• Actividades
(1) Según la columna sobre Beaumont y Fletcher, ¿quién escribió un artículo sobre estos dos autores?
(2) Prosigue la columna sobre Beaumont y Fletcher a partir de su última oración.

• Texto de lectura
* * * * * * *
Home Columnas Sobre una apreciación de Beaumont y Fletcher

Sobre una apreciación de Beaumont y Fletcher

Sobre una apreciación de Beaumont y Fletcher
0
0

Carlos Álvarez

La rectitud no solo ha obligado a un número desagradable de personas ocultar la mayoría de sus pasiones más naturales; nos ha obligado a desconsiderar que la indecencia es algo mucho más serio de lo que cualquier defensa de las impresiones más primitivas del ser podrían hacernos creer. John Masefield escribió en un artículo sobre Beaumont y Fletcher donde alega que casi siempre los lectores que disfrutan de las obras poéticas pueden obtener suficiente placer sin poder elaborar una opinión adecuada sobre esa obra. Todos admiramos mucho más lo que no entendemos; cuando entendemos las causas de nuestra admiración nos resulta vago y desproporcionado lo que antes era fuente de impresiones que en su momento podríamos haber juzgado como algo potencialmente perpetuo.
Es racional considerar que deberíamos entender la fuente de nuestros placeres, en el mismo sentido que es natural considerar que todos deberíamos ser justos. La idea de considerar el análisis como el instrumento más saludable para la administración de nuestras ideas y nuestras pasiones es tan racional como imposible. En algún punto un filósofo y un moralista debe adentrarse a ciertas agudezas de la parte más experimental de la lógica, al punto de adherirse a la opinión de autoridades para no obstaculizar cualquier pasión que parezca tener un completo gobierno de sus ideas. 
Schowb mencionó a Beaumont y Fletcher en sus “Vidas imaginarias” como dos apellidos inseparables en la historia literaria; ambos evitaron los elementos de la trivialidad y la sensiblería como para que el elogio que gozaron en su época hoy sea algo remoto; sus temas son casi siempre los mismos, desde un capellán que busca evitar a toda costa el embarazo de su nombre, algún caballero que persigue los fines de una virtud impracticable, de una enamorada agitada por sus bienes; nada nuevo hay en sus comedias que no podamos hallar en alguna novela ejemplar de Cervantes, un drama de Calderón, o una comedia más anónima que de Lope. Montaigne apreció algunos bienes capaces de rescatarnos de los peores desengaños de la vida privada, que de tratarlos como si nuestra felicidad dependiera enteramente de poseerlos o nuestro mal de perderlos, que la forma más eficiente de preservarlos es impidiendo la traición que nosotros podemos ejercer en todo momento por lo que admiramos. Acaso esta es la idea mejor representada en sus dramas; la condición más absoluta de la sociedad es que además de ser algo desgraciadamente fácil de entender, es casi insoportable de contemplar.
* * * * * * *
Datos para señalar objetos por su nombre
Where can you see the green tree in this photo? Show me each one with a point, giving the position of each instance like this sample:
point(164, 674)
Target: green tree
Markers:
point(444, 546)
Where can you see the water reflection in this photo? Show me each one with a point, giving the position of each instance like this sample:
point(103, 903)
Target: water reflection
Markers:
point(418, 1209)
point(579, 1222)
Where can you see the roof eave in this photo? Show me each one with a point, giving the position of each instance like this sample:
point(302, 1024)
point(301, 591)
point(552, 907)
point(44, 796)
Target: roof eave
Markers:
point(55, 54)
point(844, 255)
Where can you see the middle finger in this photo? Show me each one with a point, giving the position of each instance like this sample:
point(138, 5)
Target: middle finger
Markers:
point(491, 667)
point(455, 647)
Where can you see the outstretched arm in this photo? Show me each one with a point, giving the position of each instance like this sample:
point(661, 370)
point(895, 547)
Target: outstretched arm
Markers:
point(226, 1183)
* * * * * * *
• Respuestas
(1) John Masefield.

(2)
Todos sabemos que el ser tiene una manía general por poseer un número adecuado de ideas que puedan eximirlos de cualquier mal provocado por sus acciones, o ser loarlo por cualquier bien que accidentalmente provoquen sus ambiciones. No existe ningún grado de mezquindad en la separación que se ha realizado entre la voluntad y el espíritu, entre el vulgo y la parte educada, el entre el porvenir y la fortuna, para contemplar mediante las observaciones populares todo tipo de errores en la sabiduría, y la elaboración de censuras necesarias. Mucho de esto puede encontrarse en los áridos versos de sus obras; Emerson incluyo los siguientes versos en uno de sus ensayos más aplaudidos:
De sí el hombre es, hado, fin y acaso,
ya el alma haga el ser perfecto y justo,
ya destino y suertes su parnaso.
Nada sea nunca tarde o temprano,
que juicios justos, malos y livianos
a solas nuestros son sus desengaños:
nada hay en todo que no sea humano.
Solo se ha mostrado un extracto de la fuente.